▶ **Instrucción escrita 1**:
En el fragmento que sigue, sobre la Constitución de 1978, localiza todas las palabras escritas con mayúscula inicial que no se encuentran al comienzo de una oración.

▶ **Fragmento original**:
Han pasado más de treinta años desde la aprobación de la actual Constitución, promulgada el 29 de diciembre de 1978. Con ella se levantó el pilar fundamental del proceso conocido como la transición española, a través del cual se moduló el cambio político desde un estado autoritario a otro democrático. Si hay una palabra que puede adjetivar el proceso seguido esa es la de consenso. Efectivamente, desde el primer momento, los máximos representantes del sentir popular unieron sus esfuerzos en lograr un sistema político en el que todos los españoles se sintiesen representados, desde los mandatario del régimen de Franco que, no lo olvidemos, contaba aún con un inmenso apoyo popular en esos momentos, hasta los políticos que habían sufrido el exilio o, encontrándose en España, no habían podido ejercer y proclamar sus postulados políticos.

▶ **Instrucción escrita 2**:
Convierte en una lista numerada las líneas de los registros que van desde su comienzo hasta la línea que contiene "[186,329,219,347]", ambas incluidas, y omite las líneas en blanco.

▶ **Datos proporcionados**:
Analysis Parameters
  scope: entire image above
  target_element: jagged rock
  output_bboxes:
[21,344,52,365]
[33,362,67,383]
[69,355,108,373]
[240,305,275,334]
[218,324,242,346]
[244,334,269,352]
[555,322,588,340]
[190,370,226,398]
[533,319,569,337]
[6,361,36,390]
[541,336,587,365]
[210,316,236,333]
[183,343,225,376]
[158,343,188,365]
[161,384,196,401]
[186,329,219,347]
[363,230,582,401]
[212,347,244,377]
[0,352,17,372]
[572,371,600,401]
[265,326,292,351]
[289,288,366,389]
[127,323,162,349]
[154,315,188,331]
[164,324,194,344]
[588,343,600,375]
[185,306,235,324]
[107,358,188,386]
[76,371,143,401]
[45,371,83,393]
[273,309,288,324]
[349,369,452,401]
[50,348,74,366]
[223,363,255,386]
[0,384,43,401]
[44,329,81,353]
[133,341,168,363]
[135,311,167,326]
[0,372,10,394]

▶ **Respuesta correcta 1**:
Constitución, Franco, España

▶ **Respuesta correcta 2**:
1. Analysis Parameters
2.   scope: entire image above
3.   target_element: jagged rock
4.   output_bboxes:
5. [21,344,52,365]
6. [33,362,67,383]
7. [69,355,108,373]
8. [240,305,275,334]
9. [218,324,242,346]
10. [244,334,269,352]
11. [555,322,588,340]
12. [190,370,226,398]
13. [533,319,569,337]
14. [6,361,36,390]
15. [541,336,587,365]
16. [210,316,236,333]
17. [183,343,225,376]
18. [158,343,188,365]
19. [161,384,196,401]
20. [186,329,219,347]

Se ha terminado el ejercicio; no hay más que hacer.